Lines of data
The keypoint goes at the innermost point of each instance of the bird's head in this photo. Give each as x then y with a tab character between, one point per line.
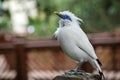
68	18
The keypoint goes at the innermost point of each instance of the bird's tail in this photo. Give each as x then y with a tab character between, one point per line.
96	64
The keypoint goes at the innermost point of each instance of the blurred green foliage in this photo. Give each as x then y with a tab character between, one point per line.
98	15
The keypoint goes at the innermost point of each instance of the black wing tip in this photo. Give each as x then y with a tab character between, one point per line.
99	62
101	75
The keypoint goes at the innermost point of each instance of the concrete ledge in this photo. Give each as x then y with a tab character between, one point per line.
81	75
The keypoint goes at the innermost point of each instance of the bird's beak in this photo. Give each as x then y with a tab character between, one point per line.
57	13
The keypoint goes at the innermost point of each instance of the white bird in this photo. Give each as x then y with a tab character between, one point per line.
74	42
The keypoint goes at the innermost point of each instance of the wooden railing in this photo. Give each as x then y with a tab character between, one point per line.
19	45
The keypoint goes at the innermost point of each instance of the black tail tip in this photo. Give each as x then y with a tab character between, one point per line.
102	75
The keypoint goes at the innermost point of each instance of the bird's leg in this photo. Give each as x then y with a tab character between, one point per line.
78	69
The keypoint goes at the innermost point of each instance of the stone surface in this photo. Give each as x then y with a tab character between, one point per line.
79	75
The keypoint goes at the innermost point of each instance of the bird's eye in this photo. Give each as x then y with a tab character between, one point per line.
67	17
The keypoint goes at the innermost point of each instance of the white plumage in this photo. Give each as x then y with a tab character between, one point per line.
74	41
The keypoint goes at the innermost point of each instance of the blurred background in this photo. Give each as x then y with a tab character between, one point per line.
26	27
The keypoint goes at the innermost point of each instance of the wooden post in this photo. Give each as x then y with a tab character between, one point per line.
21	59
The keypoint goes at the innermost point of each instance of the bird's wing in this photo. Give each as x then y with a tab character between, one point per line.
84	44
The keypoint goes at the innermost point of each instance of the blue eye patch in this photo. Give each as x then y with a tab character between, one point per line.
66	17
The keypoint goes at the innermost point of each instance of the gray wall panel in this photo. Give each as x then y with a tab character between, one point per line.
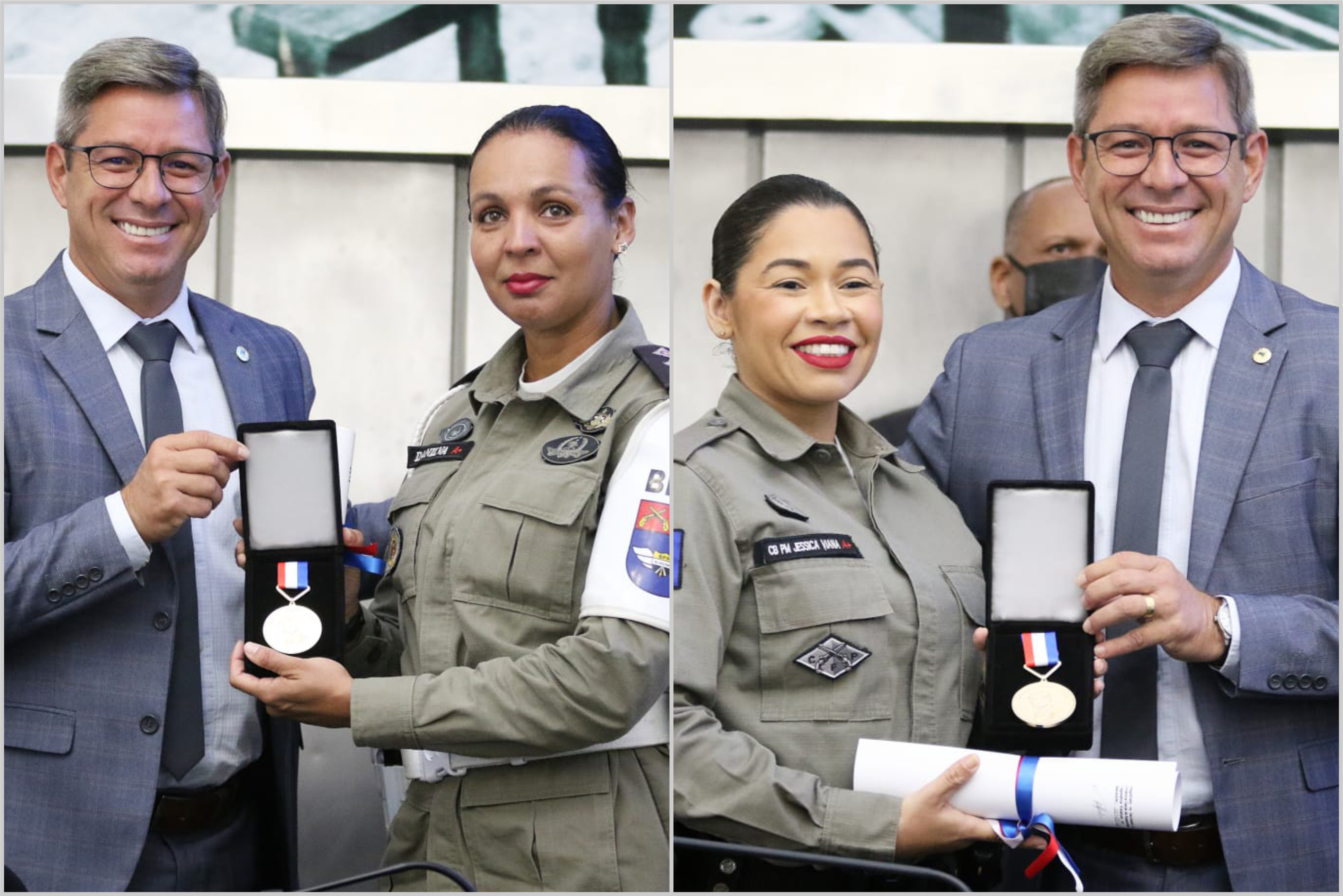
712	169
355	258
1311	219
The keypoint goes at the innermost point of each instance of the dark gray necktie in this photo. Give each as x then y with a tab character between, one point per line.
1129	719
185	735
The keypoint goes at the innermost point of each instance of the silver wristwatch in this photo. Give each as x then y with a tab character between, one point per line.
1224	622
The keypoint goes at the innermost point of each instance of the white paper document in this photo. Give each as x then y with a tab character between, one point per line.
1103	793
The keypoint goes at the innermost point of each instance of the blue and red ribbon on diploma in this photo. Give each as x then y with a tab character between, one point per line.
1014	832
366	558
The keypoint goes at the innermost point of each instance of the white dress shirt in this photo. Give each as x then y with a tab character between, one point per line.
1180	737
233	727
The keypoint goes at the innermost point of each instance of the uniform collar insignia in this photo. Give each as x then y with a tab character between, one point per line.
785	508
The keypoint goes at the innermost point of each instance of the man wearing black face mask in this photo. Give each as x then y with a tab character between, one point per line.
1051	252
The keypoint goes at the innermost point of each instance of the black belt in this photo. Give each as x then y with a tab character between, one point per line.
1196	843
186	813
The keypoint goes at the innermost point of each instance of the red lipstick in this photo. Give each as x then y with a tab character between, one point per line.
526	284
831	362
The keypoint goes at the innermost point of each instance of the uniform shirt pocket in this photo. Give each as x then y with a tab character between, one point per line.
522	549
560	812
406	514
825	652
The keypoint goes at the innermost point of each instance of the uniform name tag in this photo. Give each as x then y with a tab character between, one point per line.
422	454
800	547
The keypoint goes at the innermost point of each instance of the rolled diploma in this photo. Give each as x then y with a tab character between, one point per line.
1103	793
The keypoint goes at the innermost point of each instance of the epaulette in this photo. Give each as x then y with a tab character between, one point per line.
704	432
657	359
469	377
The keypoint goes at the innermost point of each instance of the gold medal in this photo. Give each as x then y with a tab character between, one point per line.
1044	705
292	629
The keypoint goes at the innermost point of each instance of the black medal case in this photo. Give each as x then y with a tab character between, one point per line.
291	499
1041	534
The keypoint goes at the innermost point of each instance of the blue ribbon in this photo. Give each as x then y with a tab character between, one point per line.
365	562
1027	821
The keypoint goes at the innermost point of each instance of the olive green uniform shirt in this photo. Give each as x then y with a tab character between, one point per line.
477	645
765	745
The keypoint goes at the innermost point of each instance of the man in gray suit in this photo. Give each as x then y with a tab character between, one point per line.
107	543
1238	596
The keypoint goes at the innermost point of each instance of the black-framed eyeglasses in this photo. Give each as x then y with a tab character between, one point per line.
1198	154
119	167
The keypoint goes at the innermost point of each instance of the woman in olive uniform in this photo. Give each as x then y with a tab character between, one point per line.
827	590
524	612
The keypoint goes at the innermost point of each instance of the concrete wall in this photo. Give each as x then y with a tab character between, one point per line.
937	197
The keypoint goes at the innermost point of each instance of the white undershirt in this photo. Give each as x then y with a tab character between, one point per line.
1112	368
547	384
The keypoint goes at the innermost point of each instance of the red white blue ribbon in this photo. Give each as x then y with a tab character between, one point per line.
293	574
1016	832
1041	648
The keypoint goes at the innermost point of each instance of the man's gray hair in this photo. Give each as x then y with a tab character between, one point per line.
137	62
1170	42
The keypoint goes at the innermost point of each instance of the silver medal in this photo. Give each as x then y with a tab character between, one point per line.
292	629
1044	705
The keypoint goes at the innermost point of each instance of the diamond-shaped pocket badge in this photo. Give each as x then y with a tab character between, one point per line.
833	657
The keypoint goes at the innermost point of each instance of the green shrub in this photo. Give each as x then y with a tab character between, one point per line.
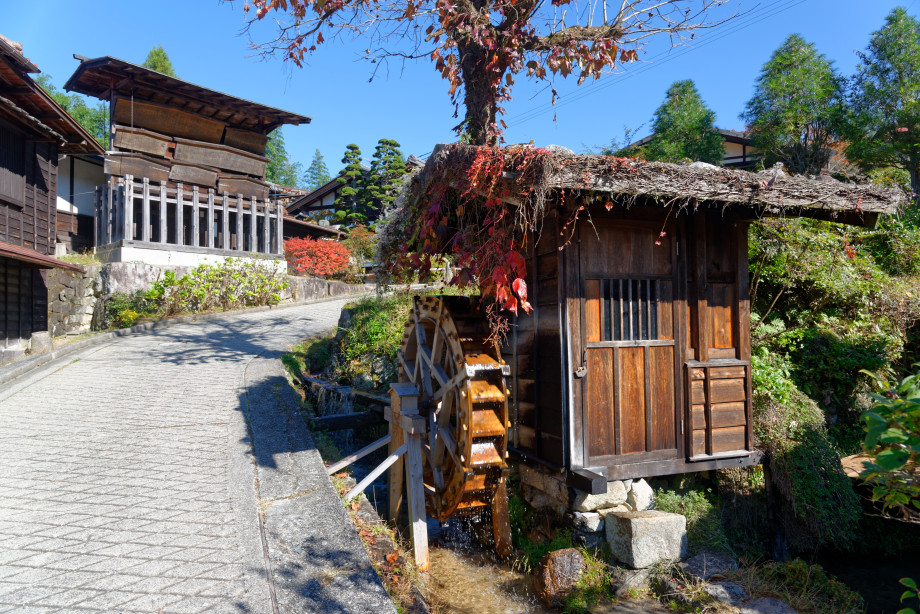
124	310
819	506
232	284
806	588
704	526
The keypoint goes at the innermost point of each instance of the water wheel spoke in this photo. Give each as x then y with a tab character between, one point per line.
466	409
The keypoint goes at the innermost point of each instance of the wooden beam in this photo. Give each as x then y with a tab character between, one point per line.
163	233
225	221
338	422
180	215
373	475
587	481
373	447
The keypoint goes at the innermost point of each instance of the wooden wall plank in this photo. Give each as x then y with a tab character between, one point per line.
631	376
662	398
723	391
593	310
721	303
599	413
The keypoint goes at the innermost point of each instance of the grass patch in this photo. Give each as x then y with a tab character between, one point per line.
808	589
308	357
593	587
704	526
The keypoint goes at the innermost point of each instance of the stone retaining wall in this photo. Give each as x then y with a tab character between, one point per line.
76	300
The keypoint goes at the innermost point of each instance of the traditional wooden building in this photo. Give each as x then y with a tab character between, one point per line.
186	169
34	130
636	359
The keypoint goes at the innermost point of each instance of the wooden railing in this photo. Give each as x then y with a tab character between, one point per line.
147	212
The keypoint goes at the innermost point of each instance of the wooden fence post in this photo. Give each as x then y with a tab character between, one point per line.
405	418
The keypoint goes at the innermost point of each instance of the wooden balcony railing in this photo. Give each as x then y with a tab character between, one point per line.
191	219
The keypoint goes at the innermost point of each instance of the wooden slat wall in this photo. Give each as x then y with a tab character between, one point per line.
537	379
719	407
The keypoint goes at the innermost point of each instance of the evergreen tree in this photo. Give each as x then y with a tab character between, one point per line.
280	169
94	119
351	201
317	173
795	114
885	122
684	128
158	60
387	167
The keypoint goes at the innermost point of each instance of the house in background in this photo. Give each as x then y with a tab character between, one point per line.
78	177
185	176
34	132
319	205
738	151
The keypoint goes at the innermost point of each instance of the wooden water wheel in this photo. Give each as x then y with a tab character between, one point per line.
460	378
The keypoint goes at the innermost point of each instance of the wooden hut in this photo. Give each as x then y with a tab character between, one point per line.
636	359
34	130
186	168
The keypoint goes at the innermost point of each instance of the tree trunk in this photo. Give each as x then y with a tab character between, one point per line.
478	95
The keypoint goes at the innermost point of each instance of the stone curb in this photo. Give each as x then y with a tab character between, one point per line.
25	366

Work to do: Nothing but the lines from the line with "the wooden water" to the last line of the listing above should appear; please retype them exactly, both ends included.

Exercise solution:
The keypoint goes at the innermost point of each instance of the wooden water wheel in this photo. Give each as x then y with a tab character between, one point per line.
460	378
The keypoint goes at the innermost point of each instance of the wooden hut in this photo. Give each as x then y with a tab character between, one point per line.
636	359
34	130
186	168
The keypoint goes at the innermost point of each instance of the tree trunk in this photo. Give each as x then y with a tab character between, one point per line.
478	95
The keypoint goes at the innermost point of each instance of the stone curb in this photo. Give each as x then y with a tab character between, one point per line.
25	366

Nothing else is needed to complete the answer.